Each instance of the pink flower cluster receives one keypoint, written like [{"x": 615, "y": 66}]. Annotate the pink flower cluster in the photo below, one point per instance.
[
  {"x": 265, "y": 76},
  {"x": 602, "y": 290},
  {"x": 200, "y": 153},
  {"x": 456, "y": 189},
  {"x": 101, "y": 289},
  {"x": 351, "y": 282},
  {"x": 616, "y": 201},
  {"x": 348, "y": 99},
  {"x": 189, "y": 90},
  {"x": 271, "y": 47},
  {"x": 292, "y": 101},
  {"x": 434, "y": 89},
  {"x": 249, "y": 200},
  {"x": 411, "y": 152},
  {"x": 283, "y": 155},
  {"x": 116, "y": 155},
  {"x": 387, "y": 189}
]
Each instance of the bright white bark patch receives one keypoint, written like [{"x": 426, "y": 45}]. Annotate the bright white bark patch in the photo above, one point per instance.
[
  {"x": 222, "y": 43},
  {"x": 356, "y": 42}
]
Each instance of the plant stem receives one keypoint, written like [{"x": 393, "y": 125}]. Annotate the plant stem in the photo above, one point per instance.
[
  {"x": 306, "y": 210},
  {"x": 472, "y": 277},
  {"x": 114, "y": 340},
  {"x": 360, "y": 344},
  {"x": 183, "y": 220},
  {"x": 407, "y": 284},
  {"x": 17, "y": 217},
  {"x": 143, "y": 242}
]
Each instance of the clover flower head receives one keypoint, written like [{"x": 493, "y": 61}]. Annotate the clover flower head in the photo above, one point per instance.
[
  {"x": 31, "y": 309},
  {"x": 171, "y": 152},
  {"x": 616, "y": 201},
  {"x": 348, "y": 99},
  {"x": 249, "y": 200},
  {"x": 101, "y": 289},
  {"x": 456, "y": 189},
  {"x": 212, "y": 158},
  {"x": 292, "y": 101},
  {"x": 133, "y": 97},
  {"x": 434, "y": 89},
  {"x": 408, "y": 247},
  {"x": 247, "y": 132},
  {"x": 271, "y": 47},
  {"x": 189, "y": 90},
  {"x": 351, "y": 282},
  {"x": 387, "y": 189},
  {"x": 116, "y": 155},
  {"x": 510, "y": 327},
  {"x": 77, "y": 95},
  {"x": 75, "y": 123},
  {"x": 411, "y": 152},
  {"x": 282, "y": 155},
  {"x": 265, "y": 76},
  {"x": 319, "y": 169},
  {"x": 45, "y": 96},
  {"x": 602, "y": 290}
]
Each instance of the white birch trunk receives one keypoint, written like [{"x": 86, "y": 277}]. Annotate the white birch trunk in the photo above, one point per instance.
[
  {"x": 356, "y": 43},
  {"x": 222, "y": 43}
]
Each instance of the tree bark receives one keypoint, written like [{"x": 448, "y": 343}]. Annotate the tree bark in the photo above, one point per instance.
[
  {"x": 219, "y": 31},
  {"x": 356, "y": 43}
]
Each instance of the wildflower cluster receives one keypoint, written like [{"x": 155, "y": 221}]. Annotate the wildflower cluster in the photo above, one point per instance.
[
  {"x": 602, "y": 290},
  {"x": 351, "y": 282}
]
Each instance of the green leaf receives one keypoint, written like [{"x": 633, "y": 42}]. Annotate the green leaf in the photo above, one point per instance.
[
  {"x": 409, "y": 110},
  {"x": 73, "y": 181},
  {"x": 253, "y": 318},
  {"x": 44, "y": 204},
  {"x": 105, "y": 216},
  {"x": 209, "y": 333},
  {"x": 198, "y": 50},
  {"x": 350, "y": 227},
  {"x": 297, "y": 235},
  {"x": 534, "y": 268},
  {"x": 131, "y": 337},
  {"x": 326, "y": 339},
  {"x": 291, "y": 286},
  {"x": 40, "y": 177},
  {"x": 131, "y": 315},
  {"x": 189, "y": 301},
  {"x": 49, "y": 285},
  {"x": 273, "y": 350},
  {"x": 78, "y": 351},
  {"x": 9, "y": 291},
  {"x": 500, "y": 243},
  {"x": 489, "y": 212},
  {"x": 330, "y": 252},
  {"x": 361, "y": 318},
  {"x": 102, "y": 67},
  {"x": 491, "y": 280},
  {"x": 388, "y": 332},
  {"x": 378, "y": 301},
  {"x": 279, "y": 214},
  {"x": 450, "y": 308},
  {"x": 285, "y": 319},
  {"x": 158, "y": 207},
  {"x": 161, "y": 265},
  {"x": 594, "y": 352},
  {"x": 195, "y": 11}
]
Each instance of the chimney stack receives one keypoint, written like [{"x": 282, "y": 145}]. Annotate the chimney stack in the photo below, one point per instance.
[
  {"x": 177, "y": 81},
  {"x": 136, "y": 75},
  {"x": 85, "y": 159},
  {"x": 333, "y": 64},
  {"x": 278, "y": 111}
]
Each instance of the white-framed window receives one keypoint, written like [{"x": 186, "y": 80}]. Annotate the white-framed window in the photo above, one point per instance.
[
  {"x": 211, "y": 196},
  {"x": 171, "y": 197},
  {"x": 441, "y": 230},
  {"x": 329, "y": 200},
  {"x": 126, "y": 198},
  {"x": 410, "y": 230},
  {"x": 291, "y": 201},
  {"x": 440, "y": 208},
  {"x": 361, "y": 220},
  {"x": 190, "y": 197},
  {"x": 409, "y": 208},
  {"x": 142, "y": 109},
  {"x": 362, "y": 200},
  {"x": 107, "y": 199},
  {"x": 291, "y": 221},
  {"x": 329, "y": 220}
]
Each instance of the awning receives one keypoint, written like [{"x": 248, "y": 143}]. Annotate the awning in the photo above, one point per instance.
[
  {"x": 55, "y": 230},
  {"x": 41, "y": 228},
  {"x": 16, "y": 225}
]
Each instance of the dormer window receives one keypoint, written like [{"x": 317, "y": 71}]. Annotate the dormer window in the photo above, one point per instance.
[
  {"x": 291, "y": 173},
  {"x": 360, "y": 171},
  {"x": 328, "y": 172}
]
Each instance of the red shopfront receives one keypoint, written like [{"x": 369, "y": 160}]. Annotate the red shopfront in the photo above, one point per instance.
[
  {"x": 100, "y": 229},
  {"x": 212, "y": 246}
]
-*-*-
HOW TO COMPLETE THIS TASK:
Top to bottom, set down the entries above word for word.

EXPECTED ANSWER:
Each instance of the pink flower cluster receives one keypoint, written like [{"x": 615, "y": 66}]. Annotate the pink flower cluster in the photo below, one point per instance.
[
  {"x": 265, "y": 76},
  {"x": 602, "y": 290},
  {"x": 200, "y": 153},
  {"x": 456, "y": 189},
  {"x": 101, "y": 289},
  {"x": 351, "y": 282},
  {"x": 616, "y": 201},
  {"x": 348, "y": 99},
  {"x": 189, "y": 90},
  {"x": 271, "y": 47},
  {"x": 292, "y": 101},
  {"x": 434, "y": 89},
  {"x": 249, "y": 200},
  {"x": 411, "y": 152},
  {"x": 283, "y": 155},
  {"x": 116, "y": 155},
  {"x": 387, "y": 189}
]
Each instance of the bright white bark patch receives one keypoint, written like [{"x": 426, "y": 45}]. Annotate the bright white bark patch in the photo above, one point per instance.
[
  {"x": 222, "y": 43},
  {"x": 356, "y": 42}
]
Each instance of the plant stem receives one keypoint, written like [{"x": 393, "y": 125}]. Annotate the plant stem in the photo above, one point per instance.
[
  {"x": 306, "y": 210},
  {"x": 472, "y": 277},
  {"x": 114, "y": 340},
  {"x": 360, "y": 344},
  {"x": 183, "y": 220},
  {"x": 407, "y": 284},
  {"x": 17, "y": 217},
  {"x": 143, "y": 242}
]
Each instance of the clover flower head receives one keypoint, written like [{"x": 493, "y": 61}]. Annotate the clover flower head in the photo above, one point per instance.
[
  {"x": 31, "y": 309},
  {"x": 171, "y": 152},
  {"x": 616, "y": 201},
  {"x": 348, "y": 99},
  {"x": 249, "y": 200},
  {"x": 101, "y": 289},
  {"x": 456, "y": 189},
  {"x": 212, "y": 158},
  {"x": 292, "y": 101},
  {"x": 133, "y": 97},
  {"x": 434, "y": 89},
  {"x": 408, "y": 247},
  {"x": 247, "y": 132},
  {"x": 271, "y": 47},
  {"x": 189, "y": 90},
  {"x": 351, "y": 282},
  {"x": 387, "y": 189},
  {"x": 116, "y": 155},
  {"x": 510, "y": 327},
  {"x": 77, "y": 95},
  {"x": 75, "y": 123},
  {"x": 411, "y": 152},
  {"x": 282, "y": 155},
  {"x": 265, "y": 76},
  {"x": 319, "y": 169},
  {"x": 45, "y": 96},
  {"x": 602, "y": 290}
]
Each instance of the white birch trunk receives one keypoint, written like [{"x": 86, "y": 277}]. Annotate the white birch trunk in the photo above, one point per instance.
[
  {"x": 356, "y": 43},
  {"x": 222, "y": 43}
]
Each instance of the tree bark receives one keypoint, written like [{"x": 448, "y": 343}]. Annotate the tree bark in the photo above, one point per instance.
[
  {"x": 219, "y": 31},
  {"x": 356, "y": 43}
]
Each instance of the wildflower cluster receives one keypoint, written like [{"x": 155, "y": 221}]. Annotate the wildflower cluster in the photo above, one point per instance.
[
  {"x": 602, "y": 290},
  {"x": 351, "y": 282}
]
Each instance of the green leaf receives one keypoint, written like [{"x": 633, "y": 42}]. Annotate the green leaf in the photo above, one point per instance.
[
  {"x": 409, "y": 110},
  {"x": 73, "y": 181},
  {"x": 253, "y": 318},
  {"x": 44, "y": 204},
  {"x": 105, "y": 216},
  {"x": 209, "y": 333},
  {"x": 198, "y": 50},
  {"x": 350, "y": 227},
  {"x": 297, "y": 235},
  {"x": 534, "y": 268},
  {"x": 131, "y": 337},
  {"x": 326, "y": 339},
  {"x": 291, "y": 286},
  {"x": 40, "y": 177},
  {"x": 131, "y": 315},
  {"x": 189, "y": 301},
  {"x": 49, "y": 285},
  {"x": 273, "y": 350},
  {"x": 78, "y": 351},
  {"x": 9, "y": 291},
  {"x": 500, "y": 243},
  {"x": 489, "y": 212},
  {"x": 330, "y": 252},
  {"x": 361, "y": 318},
  {"x": 102, "y": 67},
  {"x": 491, "y": 280},
  {"x": 388, "y": 332},
  {"x": 378, "y": 301},
  {"x": 279, "y": 214},
  {"x": 450, "y": 308},
  {"x": 285, "y": 319},
  {"x": 158, "y": 207},
  {"x": 161, "y": 265},
  {"x": 594, "y": 352},
  {"x": 195, "y": 11}
]
Each instance of the chimney stack receives one keypoint, written like [{"x": 282, "y": 145}]. Annotate the chimney stack in the photo below, one point per instance.
[
  {"x": 177, "y": 81},
  {"x": 136, "y": 75},
  {"x": 85, "y": 159},
  {"x": 333, "y": 64},
  {"x": 278, "y": 111}
]
Each instance of the white-framed window receives one keypoint, written like [{"x": 186, "y": 80}]. Annotate the white-framed window in the photo above, one point per instance.
[
  {"x": 211, "y": 196},
  {"x": 171, "y": 197},
  {"x": 441, "y": 230},
  {"x": 329, "y": 200},
  {"x": 126, "y": 198},
  {"x": 410, "y": 230},
  {"x": 291, "y": 201},
  {"x": 440, "y": 208},
  {"x": 361, "y": 220},
  {"x": 190, "y": 197},
  {"x": 409, "y": 208},
  {"x": 142, "y": 109},
  {"x": 362, "y": 200},
  {"x": 107, "y": 199},
  {"x": 291, "y": 221},
  {"x": 329, "y": 220}
]
Each instance of the awning receives one keypoint, written like [{"x": 248, "y": 143}]. Annotate the awning in the photo above, one point per instance.
[
  {"x": 55, "y": 230},
  {"x": 41, "y": 228},
  {"x": 16, "y": 225}
]
Each instance of the dormer window receives one keypoint, written like [{"x": 317, "y": 71}]. Annotate the dormer window in the photo above, one point per instance.
[
  {"x": 291, "y": 173},
  {"x": 360, "y": 171},
  {"x": 328, "y": 172}
]
Each instance of the red shopfront receives one keypoint, written like [{"x": 369, "y": 160}]. Annotate the red shopfront in the photo above, one point per instance.
[
  {"x": 100, "y": 229},
  {"x": 212, "y": 246}
]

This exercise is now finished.